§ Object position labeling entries
— begin —

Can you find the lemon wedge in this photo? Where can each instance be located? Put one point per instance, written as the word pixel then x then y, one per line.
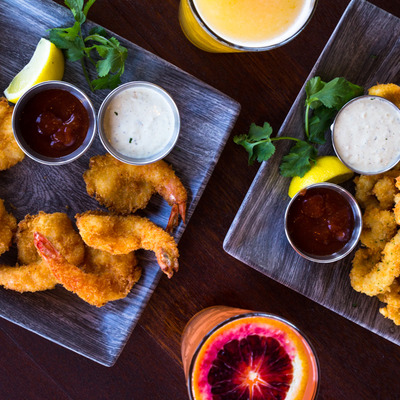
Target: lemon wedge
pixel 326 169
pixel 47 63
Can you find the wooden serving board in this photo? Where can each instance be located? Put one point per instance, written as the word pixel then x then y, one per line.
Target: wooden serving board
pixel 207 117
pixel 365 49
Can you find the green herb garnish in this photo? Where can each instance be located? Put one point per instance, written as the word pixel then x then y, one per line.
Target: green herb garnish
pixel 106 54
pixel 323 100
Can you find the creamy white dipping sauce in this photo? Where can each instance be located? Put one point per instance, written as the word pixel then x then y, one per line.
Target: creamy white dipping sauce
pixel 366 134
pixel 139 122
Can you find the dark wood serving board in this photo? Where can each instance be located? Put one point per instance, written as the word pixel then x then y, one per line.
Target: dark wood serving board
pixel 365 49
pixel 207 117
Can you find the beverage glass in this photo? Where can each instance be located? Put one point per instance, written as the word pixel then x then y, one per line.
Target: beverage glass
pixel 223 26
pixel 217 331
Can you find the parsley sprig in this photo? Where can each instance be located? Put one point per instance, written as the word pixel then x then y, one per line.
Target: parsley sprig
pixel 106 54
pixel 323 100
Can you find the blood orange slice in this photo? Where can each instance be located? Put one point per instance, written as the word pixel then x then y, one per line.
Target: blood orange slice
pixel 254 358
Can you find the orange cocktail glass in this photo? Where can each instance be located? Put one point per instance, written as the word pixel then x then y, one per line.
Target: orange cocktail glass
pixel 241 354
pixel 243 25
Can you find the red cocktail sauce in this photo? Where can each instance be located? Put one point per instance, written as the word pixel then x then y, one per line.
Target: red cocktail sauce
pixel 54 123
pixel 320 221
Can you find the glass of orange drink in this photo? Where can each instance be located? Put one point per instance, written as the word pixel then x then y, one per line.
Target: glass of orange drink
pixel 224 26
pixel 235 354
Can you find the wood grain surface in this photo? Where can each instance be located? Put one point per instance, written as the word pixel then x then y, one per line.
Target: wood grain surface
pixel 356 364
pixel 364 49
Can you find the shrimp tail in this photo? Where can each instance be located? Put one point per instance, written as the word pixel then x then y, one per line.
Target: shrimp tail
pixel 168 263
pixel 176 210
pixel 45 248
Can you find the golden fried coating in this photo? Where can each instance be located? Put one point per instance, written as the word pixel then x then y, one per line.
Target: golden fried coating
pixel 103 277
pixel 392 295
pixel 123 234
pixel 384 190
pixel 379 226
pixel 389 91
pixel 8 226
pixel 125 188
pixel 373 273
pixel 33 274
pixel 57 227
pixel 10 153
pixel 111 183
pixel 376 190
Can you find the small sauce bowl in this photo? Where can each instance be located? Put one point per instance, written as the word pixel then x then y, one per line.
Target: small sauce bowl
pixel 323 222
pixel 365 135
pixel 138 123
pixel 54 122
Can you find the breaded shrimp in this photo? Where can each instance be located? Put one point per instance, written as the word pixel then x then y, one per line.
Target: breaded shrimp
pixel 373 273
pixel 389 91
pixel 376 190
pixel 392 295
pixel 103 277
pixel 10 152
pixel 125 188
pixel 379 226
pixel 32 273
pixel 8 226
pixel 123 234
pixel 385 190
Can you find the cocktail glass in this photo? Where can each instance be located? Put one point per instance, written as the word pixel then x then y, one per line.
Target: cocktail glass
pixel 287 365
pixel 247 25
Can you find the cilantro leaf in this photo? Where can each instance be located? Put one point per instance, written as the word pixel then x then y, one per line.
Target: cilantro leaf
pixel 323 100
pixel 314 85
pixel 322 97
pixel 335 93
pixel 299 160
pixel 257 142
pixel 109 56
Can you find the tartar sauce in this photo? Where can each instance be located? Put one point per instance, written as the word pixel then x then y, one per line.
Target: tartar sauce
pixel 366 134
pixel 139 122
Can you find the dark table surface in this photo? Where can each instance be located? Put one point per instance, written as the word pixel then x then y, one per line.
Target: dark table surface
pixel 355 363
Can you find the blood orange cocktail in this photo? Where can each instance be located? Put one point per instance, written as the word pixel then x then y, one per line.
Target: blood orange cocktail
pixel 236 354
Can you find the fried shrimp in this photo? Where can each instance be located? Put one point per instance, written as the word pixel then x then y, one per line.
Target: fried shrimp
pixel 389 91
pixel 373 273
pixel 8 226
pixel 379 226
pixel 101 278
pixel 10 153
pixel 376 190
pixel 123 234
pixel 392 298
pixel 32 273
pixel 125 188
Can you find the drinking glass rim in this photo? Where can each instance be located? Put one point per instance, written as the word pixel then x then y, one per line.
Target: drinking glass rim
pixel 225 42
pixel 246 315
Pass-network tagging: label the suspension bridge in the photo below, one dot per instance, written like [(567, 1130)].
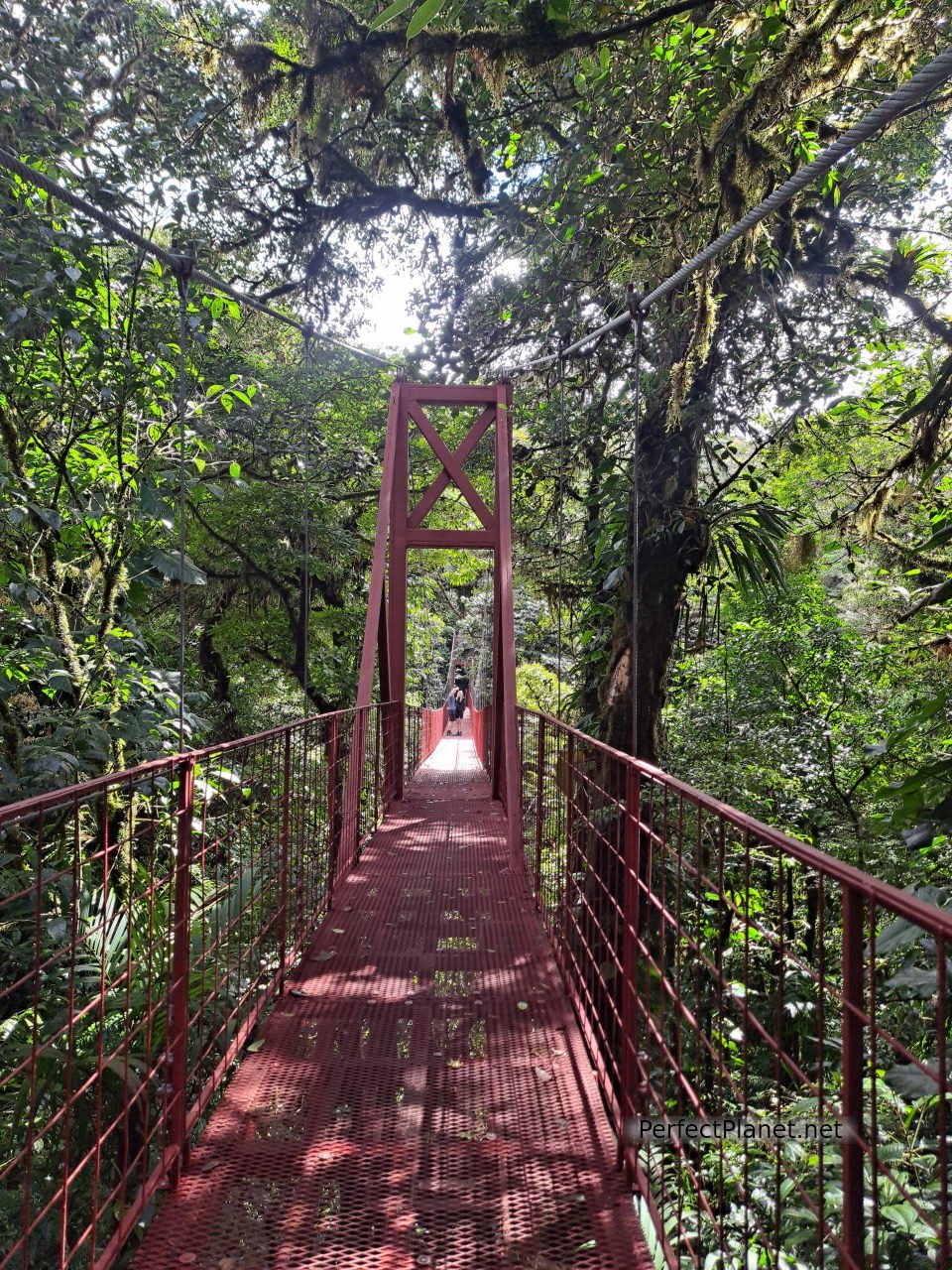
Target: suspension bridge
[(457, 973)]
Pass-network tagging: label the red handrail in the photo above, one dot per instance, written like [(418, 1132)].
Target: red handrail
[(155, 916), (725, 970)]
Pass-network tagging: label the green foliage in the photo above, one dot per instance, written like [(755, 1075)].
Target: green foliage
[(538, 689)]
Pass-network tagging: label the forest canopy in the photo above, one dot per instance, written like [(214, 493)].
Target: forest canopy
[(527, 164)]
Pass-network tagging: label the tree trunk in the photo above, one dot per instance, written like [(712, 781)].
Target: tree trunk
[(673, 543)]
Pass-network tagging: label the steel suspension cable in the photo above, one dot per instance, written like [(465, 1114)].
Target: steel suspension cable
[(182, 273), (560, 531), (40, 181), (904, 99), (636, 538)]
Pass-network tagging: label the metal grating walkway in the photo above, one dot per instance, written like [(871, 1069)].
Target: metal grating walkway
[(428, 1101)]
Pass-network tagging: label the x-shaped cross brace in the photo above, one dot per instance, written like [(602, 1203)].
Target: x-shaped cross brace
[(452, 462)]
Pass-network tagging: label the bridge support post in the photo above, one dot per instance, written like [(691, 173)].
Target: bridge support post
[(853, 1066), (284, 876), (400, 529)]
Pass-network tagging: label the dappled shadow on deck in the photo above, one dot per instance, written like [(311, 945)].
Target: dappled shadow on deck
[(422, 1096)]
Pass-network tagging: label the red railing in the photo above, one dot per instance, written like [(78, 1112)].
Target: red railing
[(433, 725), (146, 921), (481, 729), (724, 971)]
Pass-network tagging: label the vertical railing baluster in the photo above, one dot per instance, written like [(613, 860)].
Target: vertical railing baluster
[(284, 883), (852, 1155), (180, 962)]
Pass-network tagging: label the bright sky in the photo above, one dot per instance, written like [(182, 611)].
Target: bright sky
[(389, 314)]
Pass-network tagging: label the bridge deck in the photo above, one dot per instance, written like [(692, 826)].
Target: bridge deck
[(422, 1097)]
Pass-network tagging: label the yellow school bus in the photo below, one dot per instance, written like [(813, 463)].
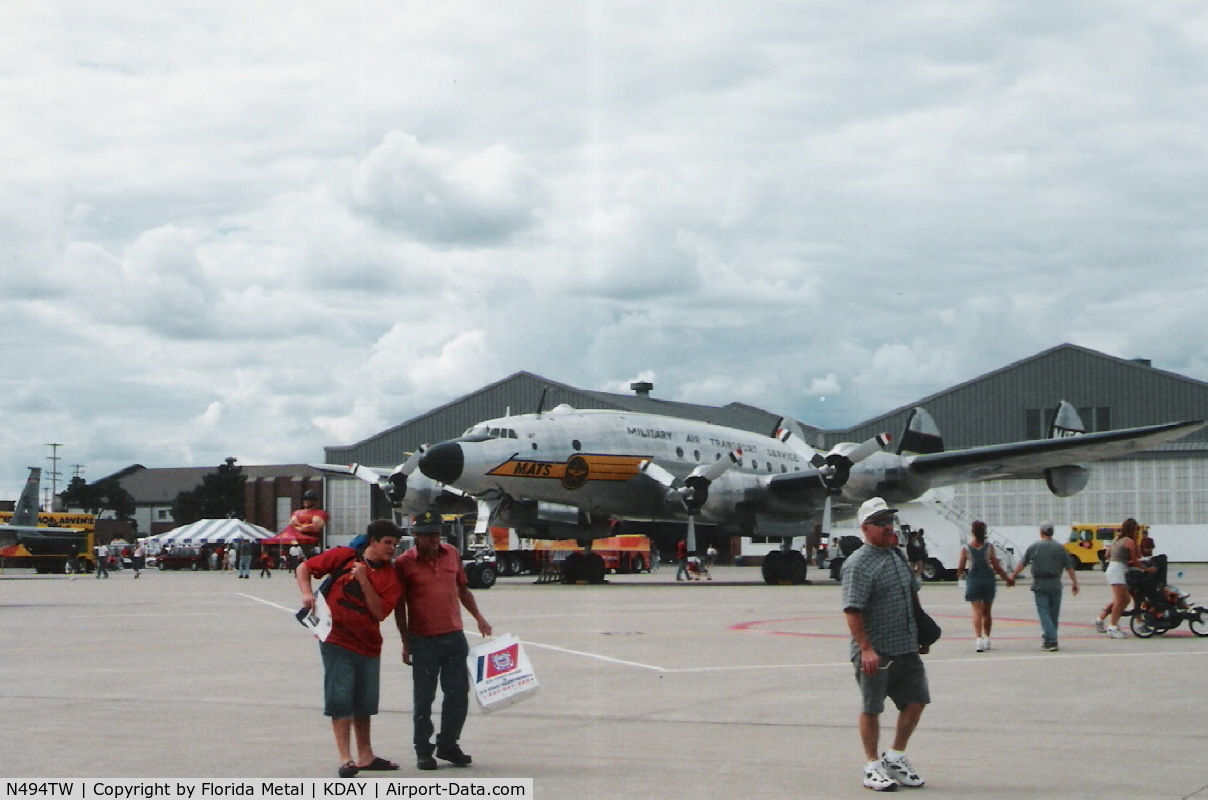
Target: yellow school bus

— end —

§ Exercise objective
Change every "Target" in the data above to "Object", keeping everything else the same, and reproduce all of it without the pictures.

§ Final result
Can you find the lemon wedge in this photo? Where can each instance be located? Put one point per instance, written as the word pixel then x then y, one per line.
Object: lemon wedge
pixel 326 169
pixel 47 63
Can you find the wooden serving board in this photo? Where can each instance be located? Put one point per instance, written as the word pixel then x then y, one per line.
Object: wooden serving board
pixel 207 117
pixel 365 49
Can you find the green herb garnish in this photo? Where can each instance be located? Put one point per instance, written as the word pixel then x then y, one per line.
Object: green herb garnish
pixel 106 54
pixel 323 100
Can you find the creamy white dipping sauce in this photo? Where can each instance be located? Put one point per instance, written as the word pixel then x then y, one per line.
Object: creamy white dipping sauce
pixel 366 134
pixel 139 122
Can you find the dark wood serving board in this photo? Where can each instance be located? Put one point per instance, written as the word pixel then x then y, one per line.
Object: dark wood serving board
pixel 365 49
pixel 207 117
Can you find the beverage glass in this photo? Where can each instance be located? Put one point per instance, written as the word pixel then x then y, one per line.
Object: beverage glass
pixel 223 26
pixel 217 331
Can you find the parsley sprig in this photo? Where can each instance be located? Put one point per instance, written as the word pixel then x then y, one per line.
Object: parsley sprig
pixel 106 54
pixel 323 100
Can you find the blood orange slice in this photo? Where can each instance be located? Put one point per instance, written as the word pixel then x then y, one per line.
Object: blood orange slice
pixel 254 358
Can you find the orange cocktail glass in this photo? Where can each instance be located? Put one point per instance, written as the word pixel then x then y, one per line.
Object: orange cocktail glass
pixel 241 354
pixel 243 25
Can you find the red cocktail sauce in this photo? Where can each instance be located? Put one point per instance, written as the word pixel then x then y, one per line.
Object: red cocktail sauce
pixel 54 123
pixel 320 221
Can you find the glass of orange drink in this photo? Where can each instance be located? Put one point per instance, written as the word pixel then x then y, one per line.
Object: glass of orange drink
pixel 224 26
pixel 235 354
Can you find the wood grain surface in this photo? Where can each instance be located? Put one point per instance, written as the word pixel then x then y, one per line.
Object: wood grain surface
pixel 356 364
pixel 364 49
Can you find the shrimp tail in this photo? Where can each instance be located? Put one point per instance, written as the word pixel then x then y, one per line.
Object: shrimp tail
pixel 168 263
pixel 176 210
pixel 45 248
Can you find the golden fried coating in this photo? Where can each instance be located? Put one point per instance, written as the word pixel then x then y, one per line.
Object: golden fried coating
pixel 103 277
pixel 392 295
pixel 123 234
pixel 384 190
pixel 379 226
pixel 389 91
pixel 8 226
pixel 125 188
pixel 373 273
pixel 33 274
pixel 57 227
pixel 10 153
pixel 111 183
pixel 376 190
Can you find the small sauce bowl in this photo? Where can each instance be located? Put one point per instance, written as the word pixel then x then y, one per line.
Object: small sauce bowl
pixel 323 222
pixel 365 135
pixel 138 123
pixel 54 122
Can you find the breaded shrimp in this photo? Where can each instance be located? Put one point per instance, written as the word pixel then x then y, one per line.
Object: breaded shrimp
pixel 373 273
pixel 389 91
pixel 376 190
pixel 392 295
pixel 103 277
pixel 10 152
pixel 125 188
pixel 379 226
pixel 32 273
pixel 8 226
pixel 123 234
pixel 385 190
Can you find the cocktail glass in this photo? Where can each instance be located? Put one point per instance, written as the word pixel then x then y, one per line.
Object: cocktail glass
pixel 287 365
pixel 247 25
Can you find the cilantro leaf in this photo? Where can each instance be located? Put one point per instance, written as the word pixel then x then y, one per line.
Object: cilantro leaf
pixel 323 100
pixel 314 85
pixel 322 97
pixel 335 93
pixel 299 160
pixel 257 142
pixel 109 56
Can you find the tartar sauce in this photo? Where can each instance be located? Put one point per instance, written as the word pixel then x then y, one per line.
Object: tartar sauce
pixel 366 134
pixel 139 122
Can you find the dark table surface in this photo? Where can each instance be located? Put one point per instance, written as the word pixel then x then y, one per line.
Object: dark table surface
pixel 355 363
Can you find the blood orange cocktail in this photo? Where can each instance be located? Put one point per instance, written as the word pixel then x then y, one per line.
Object: blood orange cocktail
pixel 236 354
Can you find the fried shrimp in this photo? Where can each instance be located? Put one point per instance, written as the word pixel then x then y, one per line.
Object: fried shrimp
pixel 389 91
pixel 373 273
pixel 8 226
pixel 379 226
pixel 101 278
pixel 10 153
pixel 376 190
pixel 123 234
pixel 392 298
pixel 32 273
pixel 125 188
Can you find the drinking glass rim in this photo? Where can each instance be located? Put one point per instance, written as the word pixel then x then y, one per line.
Object: drinking glass rim
pixel 225 42
pixel 246 315
Pass-network tagging: label the suspension bridge in the photo below, one dot per instance, written like [(567, 1130)].
Object: suspension bridge
[(457, 973)]
Pass-network tagging: label the red handrail in the photo above, one dot per instance, written like [(418, 1132)].
Object: red handrail
[(155, 916), (725, 970)]
Pass-network tagging: label the green foliage in the photo above, one dot per instance, written like [(755, 1075)].
Object: green foliage
[(538, 689)]
Pass-network tagging: label the forest canopy in the photo above, one dot per instance, written like [(214, 493)].
Object: forest canopy
[(527, 164)]
Pass-network tagging: label the tree trunk in the photo above, one dot per instance, written like [(712, 781)].
Object: tree trunk
[(673, 543)]
Pass-network tagging: label the steel suspension cable in the photo above, one dot per instance, written like [(465, 1114)].
Object: steel suspension cable
[(182, 273), (560, 531), (40, 181), (904, 99), (636, 538)]
Pass-network tagging: label the metal grating walkway in the photo above, one dot per instance, written like [(871, 1069)].
Object: metal grating walkway
[(428, 1101)]
Pass-network tagging: label the x-shaped cross brace in the photo above, one dot per instance, written like [(602, 1203)].
Object: x-shaped cross brace
[(452, 462)]
Pass-network tagging: label the bridge support post in the photo above, one dot per instance, written like [(691, 173)].
Object: bridge support post
[(853, 1066), (284, 876), (400, 529)]
Pass-network tagging: label the dappled shadow on deck in the photo above, one dot per instance, written like [(311, 945)].
Object: dappled shadow on deck
[(422, 1096)]
Pass-network tagging: label the red railing in the photo above, one dot per instance, written like [(78, 1112)].
Object: red railing
[(433, 725), (146, 921), (481, 729), (724, 971)]
Pass-network tagging: label the vertical railing baluster in the photo above, one dot per instance, written like [(613, 860)].
Object: vertical railing baluster
[(284, 883), (852, 1155), (180, 962)]
Pass-network tagging: label the bright sky in the photo above, one dot per instance, written like [(182, 611)].
Object: bright sky
[(389, 314)]
Pass-network tagging: label the bridge deck in the photo above, one dot per instance, written like [(692, 826)].
Object: bridge deck
[(422, 1097)]
Pass-network tagging: label the yellow school bus in the photo below, one dot per instance, written like [(813, 463)].
Object: yellow school bus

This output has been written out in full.